Stored entries
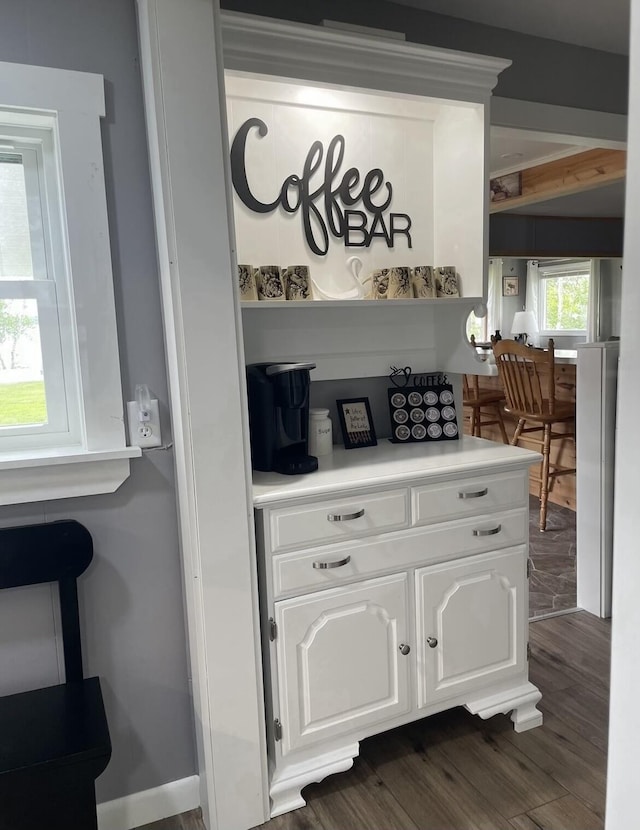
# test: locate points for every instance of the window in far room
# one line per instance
(563, 299)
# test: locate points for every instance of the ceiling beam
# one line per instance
(573, 174)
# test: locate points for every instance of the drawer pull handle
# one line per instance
(473, 494)
(490, 532)
(345, 517)
(323, 566)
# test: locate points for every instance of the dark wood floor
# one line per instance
(455, 772)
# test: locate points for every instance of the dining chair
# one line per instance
(528, 380)
(485, 406)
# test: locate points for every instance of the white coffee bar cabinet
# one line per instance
(393, 585)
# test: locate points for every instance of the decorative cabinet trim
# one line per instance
(274, 47)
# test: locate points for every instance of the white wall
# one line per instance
(395, 134)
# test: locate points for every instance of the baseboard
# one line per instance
(150, 805)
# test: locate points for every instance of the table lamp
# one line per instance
(524, 324)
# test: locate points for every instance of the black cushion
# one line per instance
(58, 725)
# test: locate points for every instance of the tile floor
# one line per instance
(552, 586)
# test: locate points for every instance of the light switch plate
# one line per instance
(144, 433)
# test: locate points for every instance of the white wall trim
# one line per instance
(146, 806)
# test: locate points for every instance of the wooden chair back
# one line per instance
(52, 552)
(527, 377)
(470, 388)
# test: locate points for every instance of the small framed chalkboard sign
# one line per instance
(356, 423)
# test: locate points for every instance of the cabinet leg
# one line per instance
(526, 716)
(289, 778)
(521, 701)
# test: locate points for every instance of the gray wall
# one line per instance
(131, 597)
(545, 71)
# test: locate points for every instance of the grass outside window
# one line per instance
(23, 403)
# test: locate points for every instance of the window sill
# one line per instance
(42, 475)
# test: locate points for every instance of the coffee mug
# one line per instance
(269, 282)
(391, 283)
(297, 282)
(423, 282)
(247, 282)
(399, 283)
(380, 284)
(447, 283)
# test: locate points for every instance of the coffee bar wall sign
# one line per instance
(321, 174)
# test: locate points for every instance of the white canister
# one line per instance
(320, 432)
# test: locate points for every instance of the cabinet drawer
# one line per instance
(469, 496)
(303, 571)
(337, 520)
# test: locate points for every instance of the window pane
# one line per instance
(22, 392)
(15, 239)
(566, 303)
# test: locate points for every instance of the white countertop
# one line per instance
(560, 356)
(389, 463)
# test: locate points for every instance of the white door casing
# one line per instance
(340, 663)
(187, 139)
(472, 608)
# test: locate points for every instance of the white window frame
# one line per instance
(50, 288)
(547, 272)
(90, 455)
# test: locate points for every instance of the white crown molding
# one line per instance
(313, 53)
(569, 124)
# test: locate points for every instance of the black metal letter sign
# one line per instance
(327, 210)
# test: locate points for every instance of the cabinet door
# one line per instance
(471, 620)
(340, 667)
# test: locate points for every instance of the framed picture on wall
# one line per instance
(356, 423)
(510, 286)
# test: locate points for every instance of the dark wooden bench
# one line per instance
(54, 742)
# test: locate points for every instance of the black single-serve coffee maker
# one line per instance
(279, 417)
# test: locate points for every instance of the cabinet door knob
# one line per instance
(473, 494)
(490, 532)
(345, 517)
(338, 563)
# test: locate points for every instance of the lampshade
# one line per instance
(524, 322)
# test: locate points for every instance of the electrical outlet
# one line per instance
(144, 424)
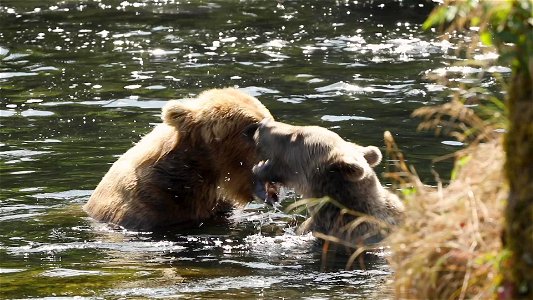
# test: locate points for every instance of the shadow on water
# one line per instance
(81, 81)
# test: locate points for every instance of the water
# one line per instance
(81, 81)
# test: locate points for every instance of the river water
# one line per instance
(81, 81)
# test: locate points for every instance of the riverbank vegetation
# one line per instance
(474, 237)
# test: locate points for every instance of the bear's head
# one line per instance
(211, 128)
(215, 115)
(302, 156)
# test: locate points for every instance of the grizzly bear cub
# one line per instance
(188, 169)
(318, 163)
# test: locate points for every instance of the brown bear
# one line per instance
(188, 169)
(318, 163)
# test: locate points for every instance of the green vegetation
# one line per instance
(450, 245)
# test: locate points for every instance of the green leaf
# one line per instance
(486, 38)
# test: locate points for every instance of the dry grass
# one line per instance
(449, 246)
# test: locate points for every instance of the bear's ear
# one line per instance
(348, 169)
(176, 113)
(372, 155)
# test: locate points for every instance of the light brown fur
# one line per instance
(318, 163)
(188, 169)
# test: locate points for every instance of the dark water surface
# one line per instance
(81, 81)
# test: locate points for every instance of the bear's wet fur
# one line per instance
(318, 163)
(193, 166)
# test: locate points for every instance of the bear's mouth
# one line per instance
(267, 192)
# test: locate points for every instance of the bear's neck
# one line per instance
(366, 196)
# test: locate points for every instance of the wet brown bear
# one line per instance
(318, 163)
(187, 169)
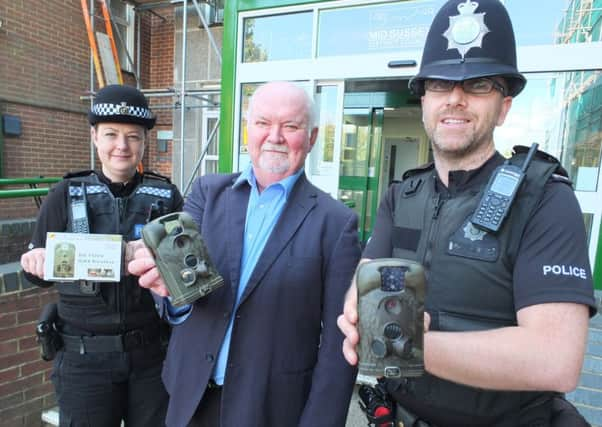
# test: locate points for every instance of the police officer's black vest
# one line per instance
(112, 308)
(469, 275)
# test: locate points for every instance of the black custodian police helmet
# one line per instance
(121, 104)
(470, 39)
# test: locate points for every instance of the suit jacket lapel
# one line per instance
(301, 201)
(237, 202)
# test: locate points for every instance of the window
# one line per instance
(123, 28)
(562, 112)
(278, 37)
(210, 161)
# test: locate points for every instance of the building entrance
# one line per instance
(382, 137)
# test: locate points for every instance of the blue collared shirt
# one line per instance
(263, 212)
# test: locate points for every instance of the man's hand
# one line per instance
(347, 323)
(33, 262)
(143, 265)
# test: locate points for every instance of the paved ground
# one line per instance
(356, 417)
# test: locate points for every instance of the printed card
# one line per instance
(81, 256)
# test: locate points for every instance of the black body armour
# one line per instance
(112, 308)
(469, 283)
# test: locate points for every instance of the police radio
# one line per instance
(79, 212)
(391, 317)
(500, 193)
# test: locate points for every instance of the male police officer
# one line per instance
(109, 368)
(507, 315)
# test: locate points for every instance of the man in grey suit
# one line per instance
(264, 349)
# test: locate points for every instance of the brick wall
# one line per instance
(161, 76)
(25, 387)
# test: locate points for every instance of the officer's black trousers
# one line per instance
(101, 389)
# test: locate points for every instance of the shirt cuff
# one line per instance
(176, 315)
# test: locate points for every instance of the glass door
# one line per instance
(322, 164)
(360, 164)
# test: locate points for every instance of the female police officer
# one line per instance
(109, 366)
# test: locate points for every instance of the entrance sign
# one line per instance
(389, 27)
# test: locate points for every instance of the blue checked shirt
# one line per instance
(263, 212)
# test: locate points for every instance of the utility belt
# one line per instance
(128, 341)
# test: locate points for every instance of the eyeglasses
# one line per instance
(478, 86)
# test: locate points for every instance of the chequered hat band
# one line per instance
(90, 189)
(104, 109)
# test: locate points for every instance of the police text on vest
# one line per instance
(565, 270)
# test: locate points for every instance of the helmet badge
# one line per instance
(467, 29)
(124, 109)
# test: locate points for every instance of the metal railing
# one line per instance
(33, 190)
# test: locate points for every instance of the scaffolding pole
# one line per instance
(178, 95)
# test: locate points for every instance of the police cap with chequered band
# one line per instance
(470, 39)
(121, 104)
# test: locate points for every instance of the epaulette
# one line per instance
(155, 175)
(561, 178)
(419, 169)
(78, 174)
(542, 155)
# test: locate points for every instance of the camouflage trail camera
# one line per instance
(391, 317)
(182, 257)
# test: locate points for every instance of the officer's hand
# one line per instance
(348, 325)
(143, 265)
(33, 262)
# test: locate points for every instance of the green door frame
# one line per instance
(228, 90)
(229, 57)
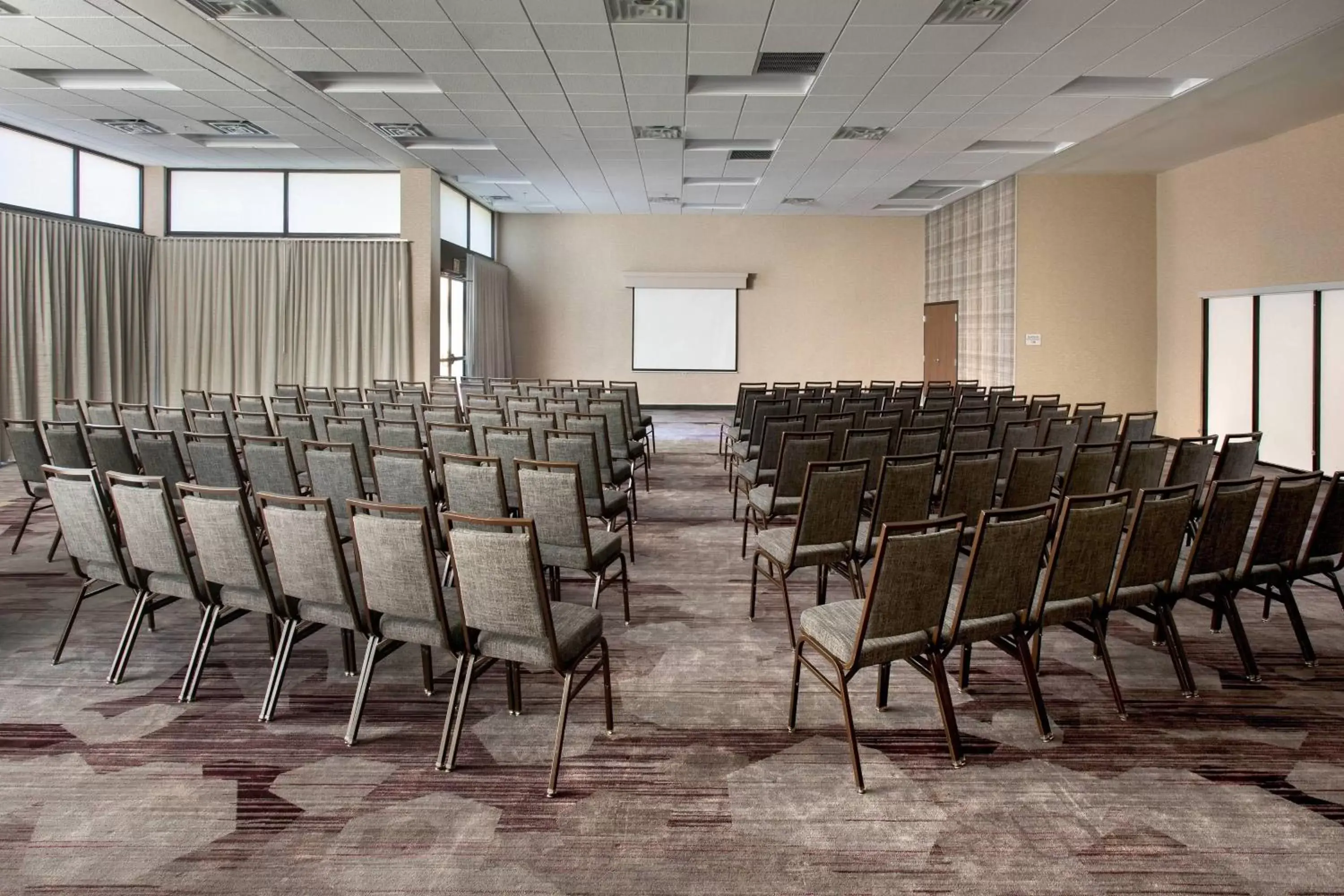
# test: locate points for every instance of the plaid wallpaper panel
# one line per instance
(971, 252)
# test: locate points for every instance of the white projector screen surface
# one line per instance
(686, 330)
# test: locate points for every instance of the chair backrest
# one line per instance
(832, 497)
(551, 496)
(797, 452)
(30, 453)
(969, 482)
(214, 460)
(1154, 543)
(499, 579)
(85, 526)
(159, 456)
(271, 465)
(398, 575)
(918, 440)
(353, 431)
(66, 444)
(912, 582)
(226, 544)
(475, 487)
(1090, 470)
(1327, 536)
(150, 531)
(1031, 476)
(1283, 526)
(310, 562)
(1004, 564)
(1237, 460)
(1082, 558)
(1221, 536)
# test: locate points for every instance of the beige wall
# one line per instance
(830, 297)
(1271, 214)
(1086, 260)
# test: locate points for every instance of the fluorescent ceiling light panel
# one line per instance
(370, 82)
(729, 146)
(1103, 86)
(99, 78)
(761, 85)
(447, 143)
(721, 182)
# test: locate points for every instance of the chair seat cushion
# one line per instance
(834, 626)
(577, 628)
(779, 544)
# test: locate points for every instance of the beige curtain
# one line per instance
(971, 257)
(74, 314)
(490, 351)
(242, 315)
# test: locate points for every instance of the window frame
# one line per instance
(267, 234)
(74, 185)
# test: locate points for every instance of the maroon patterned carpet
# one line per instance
(701, 789)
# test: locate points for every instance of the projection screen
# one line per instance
(686, 330)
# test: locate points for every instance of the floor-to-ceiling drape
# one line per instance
(242, 315)
(490, 351)
(74, 314)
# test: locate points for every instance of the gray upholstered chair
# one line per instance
(1209, 574)
(783, 496)
(553, 497)
(314, 579)
(824, 535)
(237, 579)
(898, 618)
(30, 456)
(998, 591)
(1077, 582)
(164, 571)
(401, 594)
(600, 503)
(92, 543)
(334, 473)
(905, 493)
(504, 599)
(1269, 567)
(1031, 477)
(66, 444)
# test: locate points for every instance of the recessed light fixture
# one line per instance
(1027, 147)
(447, 143)
(721, 182)
(99, 78)
(974, 13)
(132, 125)
(858, 132)
(370, 81)
(652, 11)
(768, 84)
(658, 132)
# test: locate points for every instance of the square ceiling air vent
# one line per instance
(646, 10)
(238, 9)
(855, 132)
(132, 125)
(797, 64)
(974, 13)
(404, 131)
(238, 128)
(658, 132)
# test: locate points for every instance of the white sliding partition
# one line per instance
(1232, 338)
(1332, 381)
(1287, 378)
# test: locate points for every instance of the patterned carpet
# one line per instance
(701, 789)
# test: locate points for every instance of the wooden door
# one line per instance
(941, 342)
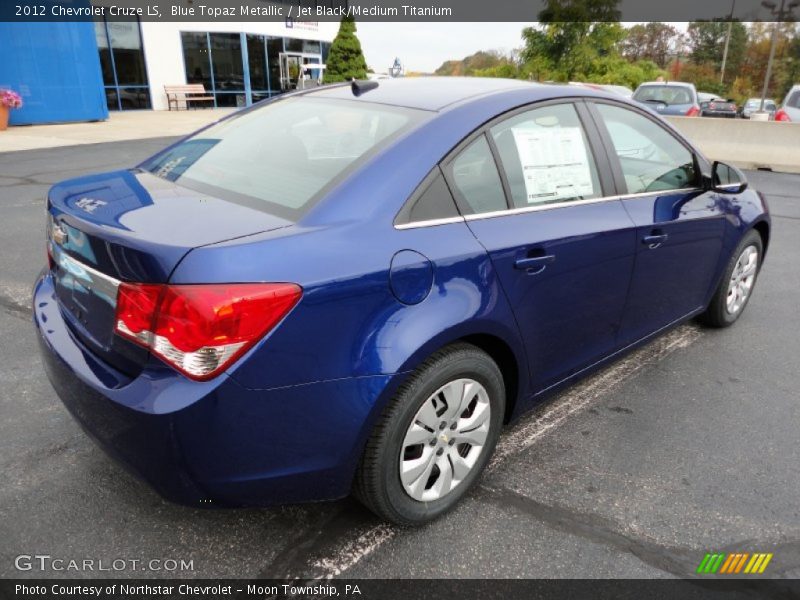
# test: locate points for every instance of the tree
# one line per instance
(707, 43)
(571, 36)
(650, 41)
(480, 63)
(345, 58)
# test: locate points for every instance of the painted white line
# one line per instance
(523, 435)
(583, 394)
(352, 551)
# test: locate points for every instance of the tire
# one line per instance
(721, 312)
(387, 476)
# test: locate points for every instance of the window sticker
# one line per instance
(554, 162)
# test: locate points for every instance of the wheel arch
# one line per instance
(763, 229)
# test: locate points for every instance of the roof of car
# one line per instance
(668, 83)
(427, 93)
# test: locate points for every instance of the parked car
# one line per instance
(706, 96)
(790, 110)
(754, 104)
(669, 98)
(355, 287)
(718, 107)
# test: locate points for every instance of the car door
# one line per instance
(535, 195)
(680, 227)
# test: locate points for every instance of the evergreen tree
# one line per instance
(345, 59)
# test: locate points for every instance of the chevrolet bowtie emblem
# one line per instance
(60, 235)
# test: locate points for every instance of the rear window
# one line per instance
(668, 94)
(281, 156)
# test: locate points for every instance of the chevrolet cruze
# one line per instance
(352, 289)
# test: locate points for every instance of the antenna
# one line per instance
(361, 87)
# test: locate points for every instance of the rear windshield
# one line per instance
(668, 94)
(281, 156)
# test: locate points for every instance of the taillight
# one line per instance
(201, 329)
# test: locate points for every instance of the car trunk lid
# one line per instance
(130, 226)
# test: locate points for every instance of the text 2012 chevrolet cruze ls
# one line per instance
(353, 289)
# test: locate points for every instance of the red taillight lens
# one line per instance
(201, 329)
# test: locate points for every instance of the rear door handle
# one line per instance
(655, 240)
(534, 264)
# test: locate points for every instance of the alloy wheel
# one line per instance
(742, 280)
(445, 439)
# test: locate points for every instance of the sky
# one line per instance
(425, 46)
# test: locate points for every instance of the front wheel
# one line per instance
(434, 438)
(737, 283)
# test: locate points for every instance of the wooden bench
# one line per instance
(192, 92)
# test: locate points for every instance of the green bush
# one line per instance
(345, 59)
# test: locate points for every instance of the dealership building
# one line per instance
(79, 71)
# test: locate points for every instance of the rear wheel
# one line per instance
(434, 438)
(737, 284)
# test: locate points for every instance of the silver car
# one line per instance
(754, 104)
(790, 111)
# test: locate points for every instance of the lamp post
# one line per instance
(780, 15)
(727, 43)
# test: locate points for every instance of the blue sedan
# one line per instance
(352, 289)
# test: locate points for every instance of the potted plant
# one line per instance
(8, 100)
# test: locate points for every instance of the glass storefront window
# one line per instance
(195, 58)
(257, 58)
(122, 62)
(226, 60)
(128, 54)
(105, 53)
(274, 49)
(217, 61)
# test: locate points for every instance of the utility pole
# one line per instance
(780, 15)
(727, 43)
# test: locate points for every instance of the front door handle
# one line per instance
(655, 240)
(534, 264)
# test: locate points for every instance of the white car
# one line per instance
(790, 111)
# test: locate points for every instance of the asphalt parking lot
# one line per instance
(687, 446)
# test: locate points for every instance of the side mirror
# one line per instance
(725, 179)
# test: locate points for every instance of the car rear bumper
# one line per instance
(211, 443)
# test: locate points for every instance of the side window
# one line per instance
(477, 182)
(546, 157)
(652, 160)
(435, 202)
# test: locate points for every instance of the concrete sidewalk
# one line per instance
(131, 125)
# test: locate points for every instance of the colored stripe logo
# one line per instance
(734, 563)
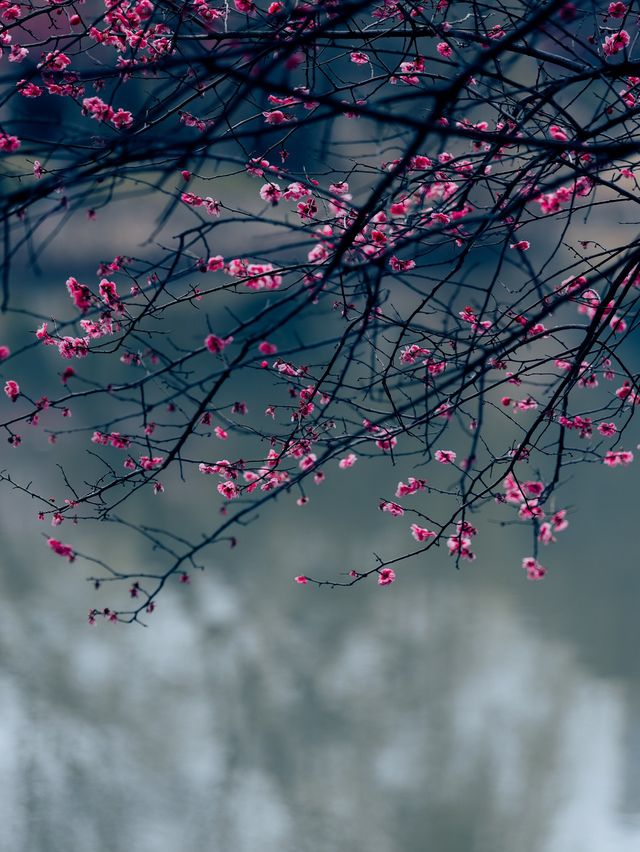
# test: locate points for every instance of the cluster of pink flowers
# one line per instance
(217, 344)
(460, 544)
(100, 111)
(615, 43)
(12, 390)
(616, 458)
(8, 143)
(115, 439)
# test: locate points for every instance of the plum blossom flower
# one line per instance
(229, 489)
(615, 43)
(348, 461)
(534, 569)
(394, 509)
(413, 485)
(607, 430)
(617, 10)
(150, 463)
(614, 458)
(386, 576)
(216, 344)
(12, 390)
(421, 533)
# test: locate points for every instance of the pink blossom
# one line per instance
(228, 489)
(413, 485)
(545, 533)
(617, 9)
(421, 533)
(394, 509)
(150, 463)
(12, 390)
(80, 294)
(216, 344)
(387, 443)
(615, 43)
(614, 458)
(386, 576)
(534, 569)
(559, 521)
(8, 143)
(109, 293)
(348, 461)
(607, 429)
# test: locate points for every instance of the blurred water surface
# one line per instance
(454, 711)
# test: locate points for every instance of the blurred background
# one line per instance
(460, 710)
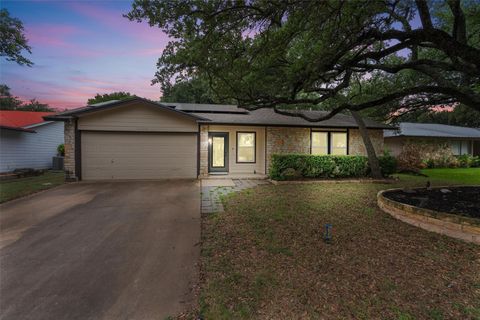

[TASK DETAILS]
Given the data above, which lines hold the string "bench"? Return them.

[FINISHED TASK]
# test: locate points for every instance of the dark wooden bench
# test: locate points for every instance of the wooden bench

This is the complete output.